▶ Set problem
Copy the records below verbatim, from the line that contains "Q: Where is a point on each instance of the woman's" through the line that contains "x=130, y=693", both lines included.

▶ Data section
----------
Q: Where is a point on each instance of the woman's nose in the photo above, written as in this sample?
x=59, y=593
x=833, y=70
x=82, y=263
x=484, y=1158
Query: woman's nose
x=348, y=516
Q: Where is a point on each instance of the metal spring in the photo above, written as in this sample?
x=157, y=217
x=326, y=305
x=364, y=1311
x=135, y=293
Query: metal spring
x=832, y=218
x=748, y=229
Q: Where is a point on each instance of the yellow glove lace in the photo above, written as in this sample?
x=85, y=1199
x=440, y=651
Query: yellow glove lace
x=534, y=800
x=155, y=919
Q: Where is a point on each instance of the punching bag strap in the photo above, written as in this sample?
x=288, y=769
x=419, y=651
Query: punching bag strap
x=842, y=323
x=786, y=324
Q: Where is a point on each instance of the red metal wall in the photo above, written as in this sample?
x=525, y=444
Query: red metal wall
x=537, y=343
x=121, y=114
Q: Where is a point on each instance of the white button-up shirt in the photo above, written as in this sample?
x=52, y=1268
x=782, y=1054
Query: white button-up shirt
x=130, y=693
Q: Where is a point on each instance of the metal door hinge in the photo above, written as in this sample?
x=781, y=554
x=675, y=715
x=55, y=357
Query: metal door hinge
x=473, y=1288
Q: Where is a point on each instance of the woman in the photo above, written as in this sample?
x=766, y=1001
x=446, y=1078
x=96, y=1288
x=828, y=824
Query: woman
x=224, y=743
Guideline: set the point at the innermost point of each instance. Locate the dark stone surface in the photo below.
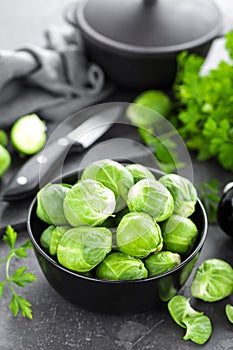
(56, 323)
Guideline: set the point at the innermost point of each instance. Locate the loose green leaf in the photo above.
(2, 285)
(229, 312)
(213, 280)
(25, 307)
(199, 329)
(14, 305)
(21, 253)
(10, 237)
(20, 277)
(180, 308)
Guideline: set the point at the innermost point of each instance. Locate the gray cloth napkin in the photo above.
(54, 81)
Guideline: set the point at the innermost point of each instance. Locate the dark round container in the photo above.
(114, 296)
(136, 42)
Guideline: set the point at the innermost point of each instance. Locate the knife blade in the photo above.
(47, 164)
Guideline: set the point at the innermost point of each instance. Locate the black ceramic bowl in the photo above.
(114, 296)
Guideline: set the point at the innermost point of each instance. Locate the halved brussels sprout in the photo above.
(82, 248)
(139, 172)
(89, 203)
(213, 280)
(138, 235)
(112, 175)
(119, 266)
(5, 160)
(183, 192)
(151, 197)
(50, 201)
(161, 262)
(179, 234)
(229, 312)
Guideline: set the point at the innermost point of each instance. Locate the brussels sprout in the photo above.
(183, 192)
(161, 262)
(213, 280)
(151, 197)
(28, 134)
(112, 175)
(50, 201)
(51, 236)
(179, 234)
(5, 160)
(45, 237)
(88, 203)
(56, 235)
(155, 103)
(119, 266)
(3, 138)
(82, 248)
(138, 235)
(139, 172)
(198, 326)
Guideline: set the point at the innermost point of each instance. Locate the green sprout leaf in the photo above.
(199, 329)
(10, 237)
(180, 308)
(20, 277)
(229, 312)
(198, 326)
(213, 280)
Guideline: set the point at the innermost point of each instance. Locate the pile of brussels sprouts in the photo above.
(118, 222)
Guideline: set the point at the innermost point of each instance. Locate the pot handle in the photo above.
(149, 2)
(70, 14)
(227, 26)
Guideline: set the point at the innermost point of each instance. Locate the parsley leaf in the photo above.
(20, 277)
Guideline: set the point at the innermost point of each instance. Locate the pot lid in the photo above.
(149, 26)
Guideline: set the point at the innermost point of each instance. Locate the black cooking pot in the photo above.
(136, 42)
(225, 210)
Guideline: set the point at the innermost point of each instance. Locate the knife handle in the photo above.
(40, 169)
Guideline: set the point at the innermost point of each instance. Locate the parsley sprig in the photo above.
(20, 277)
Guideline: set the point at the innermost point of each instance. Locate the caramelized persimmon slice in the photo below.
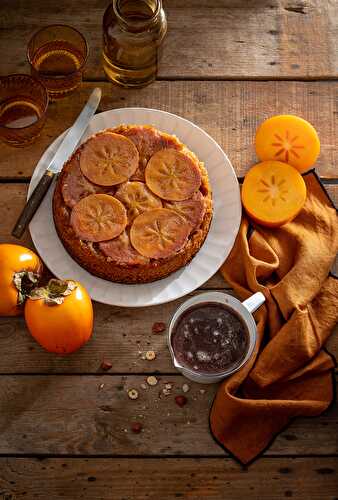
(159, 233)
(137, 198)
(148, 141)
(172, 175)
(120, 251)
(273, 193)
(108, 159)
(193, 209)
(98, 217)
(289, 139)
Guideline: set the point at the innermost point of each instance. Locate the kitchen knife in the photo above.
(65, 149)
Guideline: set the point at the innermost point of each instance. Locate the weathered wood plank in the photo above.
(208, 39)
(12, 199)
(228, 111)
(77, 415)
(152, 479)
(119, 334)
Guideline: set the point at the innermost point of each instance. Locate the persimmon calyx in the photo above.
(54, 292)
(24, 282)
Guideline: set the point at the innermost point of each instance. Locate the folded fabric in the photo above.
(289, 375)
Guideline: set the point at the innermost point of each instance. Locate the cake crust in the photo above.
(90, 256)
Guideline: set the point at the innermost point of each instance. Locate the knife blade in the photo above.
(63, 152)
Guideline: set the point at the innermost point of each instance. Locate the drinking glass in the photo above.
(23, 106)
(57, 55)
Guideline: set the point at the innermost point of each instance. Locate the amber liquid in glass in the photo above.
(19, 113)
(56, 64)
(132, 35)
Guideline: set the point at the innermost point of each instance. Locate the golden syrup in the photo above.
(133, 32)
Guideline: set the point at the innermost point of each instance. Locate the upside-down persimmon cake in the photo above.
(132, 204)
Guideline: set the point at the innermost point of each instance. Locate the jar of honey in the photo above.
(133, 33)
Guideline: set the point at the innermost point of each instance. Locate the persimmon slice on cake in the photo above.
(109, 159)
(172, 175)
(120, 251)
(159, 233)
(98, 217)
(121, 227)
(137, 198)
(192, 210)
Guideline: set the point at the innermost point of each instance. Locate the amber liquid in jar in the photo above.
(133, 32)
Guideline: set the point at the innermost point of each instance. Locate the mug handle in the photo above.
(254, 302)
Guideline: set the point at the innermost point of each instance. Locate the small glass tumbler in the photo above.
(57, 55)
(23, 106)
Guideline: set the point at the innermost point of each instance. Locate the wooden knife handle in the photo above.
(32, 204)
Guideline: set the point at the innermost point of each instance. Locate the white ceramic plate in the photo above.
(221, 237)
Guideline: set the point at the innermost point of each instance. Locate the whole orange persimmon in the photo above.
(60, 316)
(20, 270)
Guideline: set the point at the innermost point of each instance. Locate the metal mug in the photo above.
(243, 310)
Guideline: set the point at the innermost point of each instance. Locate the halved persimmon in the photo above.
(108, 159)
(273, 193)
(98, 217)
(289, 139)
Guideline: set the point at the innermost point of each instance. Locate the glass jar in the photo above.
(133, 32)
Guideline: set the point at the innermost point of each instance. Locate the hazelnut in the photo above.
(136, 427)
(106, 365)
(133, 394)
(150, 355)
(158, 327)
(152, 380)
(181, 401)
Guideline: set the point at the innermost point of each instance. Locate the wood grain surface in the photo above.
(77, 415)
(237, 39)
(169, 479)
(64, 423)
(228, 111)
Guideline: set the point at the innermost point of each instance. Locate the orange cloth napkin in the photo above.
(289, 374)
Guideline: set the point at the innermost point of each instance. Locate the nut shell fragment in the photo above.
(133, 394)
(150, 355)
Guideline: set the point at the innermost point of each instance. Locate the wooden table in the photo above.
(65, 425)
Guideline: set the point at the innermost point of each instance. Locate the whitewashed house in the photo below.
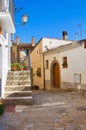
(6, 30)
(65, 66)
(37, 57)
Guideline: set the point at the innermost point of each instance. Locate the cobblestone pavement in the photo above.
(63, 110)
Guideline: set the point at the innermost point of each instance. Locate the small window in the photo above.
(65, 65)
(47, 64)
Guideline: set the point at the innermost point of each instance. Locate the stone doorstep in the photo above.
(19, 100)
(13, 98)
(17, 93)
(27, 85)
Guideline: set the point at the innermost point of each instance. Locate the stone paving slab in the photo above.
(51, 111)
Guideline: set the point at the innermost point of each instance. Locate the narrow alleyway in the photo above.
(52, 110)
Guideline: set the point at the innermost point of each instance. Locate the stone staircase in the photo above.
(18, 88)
----------
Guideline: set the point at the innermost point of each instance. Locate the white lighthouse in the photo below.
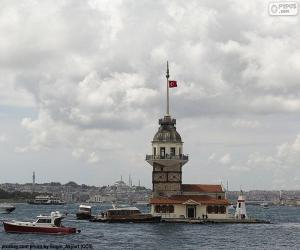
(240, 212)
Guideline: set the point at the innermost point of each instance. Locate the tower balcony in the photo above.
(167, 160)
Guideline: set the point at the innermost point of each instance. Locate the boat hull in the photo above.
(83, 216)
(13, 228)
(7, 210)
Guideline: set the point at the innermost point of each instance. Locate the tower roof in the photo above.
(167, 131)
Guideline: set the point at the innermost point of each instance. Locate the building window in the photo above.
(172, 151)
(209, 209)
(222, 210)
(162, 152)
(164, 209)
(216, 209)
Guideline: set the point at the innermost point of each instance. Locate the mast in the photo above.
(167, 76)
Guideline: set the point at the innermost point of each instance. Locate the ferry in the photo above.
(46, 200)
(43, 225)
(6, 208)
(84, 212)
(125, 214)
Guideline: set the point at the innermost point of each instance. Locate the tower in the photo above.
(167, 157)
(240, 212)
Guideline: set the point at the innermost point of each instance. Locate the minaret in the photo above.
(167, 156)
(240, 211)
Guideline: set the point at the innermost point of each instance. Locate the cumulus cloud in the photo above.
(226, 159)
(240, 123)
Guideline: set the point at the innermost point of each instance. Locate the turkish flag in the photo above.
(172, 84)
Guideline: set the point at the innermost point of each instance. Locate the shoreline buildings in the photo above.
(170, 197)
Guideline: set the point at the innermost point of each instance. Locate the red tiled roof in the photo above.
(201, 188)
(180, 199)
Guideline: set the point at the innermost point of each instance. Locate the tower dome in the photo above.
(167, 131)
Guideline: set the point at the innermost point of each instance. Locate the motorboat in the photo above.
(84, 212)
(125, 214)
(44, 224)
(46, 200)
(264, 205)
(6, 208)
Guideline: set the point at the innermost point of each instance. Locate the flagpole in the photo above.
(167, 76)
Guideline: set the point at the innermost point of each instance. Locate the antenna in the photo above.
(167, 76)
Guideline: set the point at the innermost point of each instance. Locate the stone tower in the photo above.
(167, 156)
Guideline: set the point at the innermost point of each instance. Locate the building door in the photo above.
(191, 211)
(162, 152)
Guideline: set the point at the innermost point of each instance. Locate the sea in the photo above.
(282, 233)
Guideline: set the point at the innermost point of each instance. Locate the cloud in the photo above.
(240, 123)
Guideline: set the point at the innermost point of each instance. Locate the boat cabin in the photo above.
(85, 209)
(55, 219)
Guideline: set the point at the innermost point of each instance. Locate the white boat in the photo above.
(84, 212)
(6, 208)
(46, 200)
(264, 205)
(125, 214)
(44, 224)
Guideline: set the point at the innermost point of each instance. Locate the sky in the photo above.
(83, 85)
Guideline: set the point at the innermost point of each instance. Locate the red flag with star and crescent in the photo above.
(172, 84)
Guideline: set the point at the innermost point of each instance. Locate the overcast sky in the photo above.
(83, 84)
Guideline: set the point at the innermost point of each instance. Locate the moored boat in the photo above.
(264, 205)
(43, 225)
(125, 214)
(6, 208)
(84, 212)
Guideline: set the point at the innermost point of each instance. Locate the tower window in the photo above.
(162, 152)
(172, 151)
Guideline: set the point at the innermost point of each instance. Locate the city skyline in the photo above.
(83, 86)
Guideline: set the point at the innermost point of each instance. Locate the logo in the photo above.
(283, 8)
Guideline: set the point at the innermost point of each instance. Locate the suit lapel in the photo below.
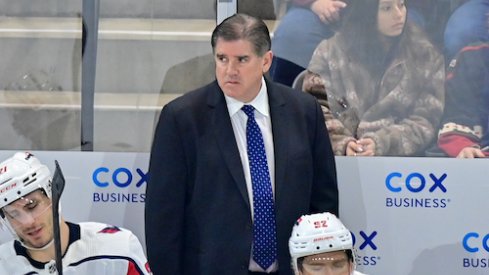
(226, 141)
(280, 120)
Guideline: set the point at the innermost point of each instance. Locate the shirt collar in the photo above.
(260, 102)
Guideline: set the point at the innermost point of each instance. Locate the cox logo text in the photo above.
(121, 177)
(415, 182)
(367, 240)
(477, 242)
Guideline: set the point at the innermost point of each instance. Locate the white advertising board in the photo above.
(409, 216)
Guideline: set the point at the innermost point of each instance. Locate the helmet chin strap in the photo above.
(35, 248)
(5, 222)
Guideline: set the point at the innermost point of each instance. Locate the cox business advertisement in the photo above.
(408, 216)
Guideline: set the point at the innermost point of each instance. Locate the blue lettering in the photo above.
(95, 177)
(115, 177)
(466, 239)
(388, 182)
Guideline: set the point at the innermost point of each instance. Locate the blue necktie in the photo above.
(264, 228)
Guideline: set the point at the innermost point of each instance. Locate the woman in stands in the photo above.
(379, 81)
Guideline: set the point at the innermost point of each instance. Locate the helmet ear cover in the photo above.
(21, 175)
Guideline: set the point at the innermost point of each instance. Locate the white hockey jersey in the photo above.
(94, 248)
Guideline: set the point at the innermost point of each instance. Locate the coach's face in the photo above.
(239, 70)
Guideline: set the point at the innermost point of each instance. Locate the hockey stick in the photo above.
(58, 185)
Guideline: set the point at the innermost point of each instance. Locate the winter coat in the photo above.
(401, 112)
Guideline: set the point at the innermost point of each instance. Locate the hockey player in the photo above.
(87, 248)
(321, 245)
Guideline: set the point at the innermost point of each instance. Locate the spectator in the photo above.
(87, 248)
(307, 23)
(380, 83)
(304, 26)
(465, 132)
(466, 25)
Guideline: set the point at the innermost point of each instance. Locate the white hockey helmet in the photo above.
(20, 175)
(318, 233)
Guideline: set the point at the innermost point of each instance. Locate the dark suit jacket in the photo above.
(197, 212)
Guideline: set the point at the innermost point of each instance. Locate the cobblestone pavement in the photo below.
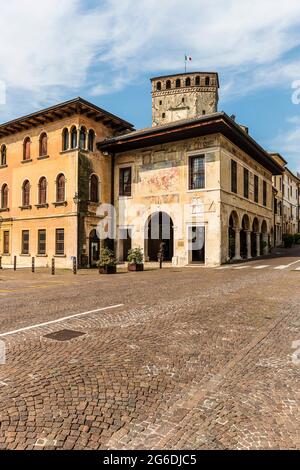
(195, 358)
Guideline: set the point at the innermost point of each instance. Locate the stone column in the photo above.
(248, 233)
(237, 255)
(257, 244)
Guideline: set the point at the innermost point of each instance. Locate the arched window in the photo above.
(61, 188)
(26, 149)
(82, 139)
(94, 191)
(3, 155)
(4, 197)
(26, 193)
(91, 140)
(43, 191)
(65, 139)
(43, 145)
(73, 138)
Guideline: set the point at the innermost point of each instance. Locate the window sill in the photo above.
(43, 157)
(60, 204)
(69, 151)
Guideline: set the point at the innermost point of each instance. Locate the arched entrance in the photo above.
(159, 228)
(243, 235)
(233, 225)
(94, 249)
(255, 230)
----------
▶ Exercise output
Q: Where is a point on each instance of the woman's nose in the photo above, written as in this sample?
x=59, y=593
x=833, y=70
x=82, y=263
x=484, y=1158
Query: woman's nose
x=348, y=516
Q: Where is a point on each instance of the metal spring in the photo above, written as in this sample?
x=157, y=217
x=326, y=305
x=364, y=1311
x=135, y=293
Query: metal spring
x=832, y=218
x=748, y=229
Q: Where is a point on each instance of the yellow glove lace in the photo above, written as in this sample?
x=85, y=1199
x=440, y=651
Query: yellow glove lace
x=534, y=800
x=155, y=919
Q: Where is a point on each instance of the punching bag strap in the photo above, written as in this sample?
x=288, y=769
x=419, y=651
Query: punching bag strap
x=842, y=323
x=786, y=324
Q: Where is a point on each instance of the red metal wall in the photo above, written as in this sample?
x=525, y=444
Query: red metal wall
x=537, y=343
x=121, y=114
Q: Where is a point on each instance of the white button-up shirt in the photo above, written as in this sample?
x=52, y=1268
x=782, y=1054
Query: white button-up shirt
x=130, y=693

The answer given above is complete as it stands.